Consignes:
**a.** D'après la critique, pourquoi ce concert du festival de Bad Wildbad a-t-il éclipsé la version scénique qui a suivi ? Répondez en une à trois phrases.
**b.** Résumez plus brièvement le paragraphe de la critique qui commence par « Ce concert du festival de Bad Wildbad », sans en perdre les faits principaux.

----- Bloc de texte -----

Laura Giordano (Corinna), Marianna Pizzolato (la Marquise Melibea), Sofia Mchedlishvili (la Comtesse de Folleville), Alessandra Marianelli (Madame Cortese), Bogdan Mihai (Belfiore), Maxim Mironov (Libenskof), Mirco Palazzi (Lord Sidney), Bruno De Simone (Don Profondo), Bruno Pratico (Trombonok), Gezim Myshketa (Don Alvaro), Camerata Bach de Poznan, Virtuosi Brunensis, dir. Antonino Fogliani (live en concert, juillet 2014).

CD Naxos 8660382-84. Distr. Outhere.

Ce concert du festival de Bad Wildbad avait éclipsé l'extravagante version scénique qui s'ensuivit in loco, les jeunes chanteurs de l'Académie échouant à égaler la brochette de talents ici réunie et dont la pétulance se marie à un chant plus assuré. On ne saurait résister à l'ébriété vocale dispensée par cette œuvre de circonstance dont Rossini, nouveau Directeur de la Musique et de la Scène au Théâtre royal Italien de Paris, s'acquittait avec génie en 1825, illuminant le sacre du roi Charles X d'une pyrotechnie belcantiste digne de celle de Semiramide. Le compositeur avait, pour ce faire, toutes les cartes vocales en main, de la fine fleur du chant transalpin (Mlles Pasta et Mombelli, MM. Donzelli, Zuccheli et Pellegrini) aux gloires parisiennes (Cinti Damoreau, Levasseur), réunies sous sa férule musicale.

----- Données enregistrées -----

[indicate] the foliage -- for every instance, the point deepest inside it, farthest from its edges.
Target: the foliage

-----

Corrigé de l'exercice:
**a.** Les jeunes chanteurs de l'Académie qui ont assuré la version scénique n'ont pas réussi à égaler la brochette de talents réunie pour le concert. Chez ces derniers, la pétulance se marie à un chant plus assuré.

**b.** Au festival de Bad Wildbad, ce concert a éclipsé la version scénique donnée ensuite sur place par les jeunes chanteurs de l'Académie, moins talentueux et moins assurés. Rossini composa cette œuvre de circonstance en 1825, alors qu'il était Directeur de la Musique et de la Scène au Théâtre royal Italien de Paris. Elle célébrait le sacre de Charles X par une pyrotechnie belcantiste digne de Semiramide. Il disposait pour cela des meilleurs chanteurs italiens (Mlles Pasta et Mombelli, MM. Donzelli, Zuccheli et Pellegrini) et des gloires parisiennes (Cinti Damoreau, Levasseur).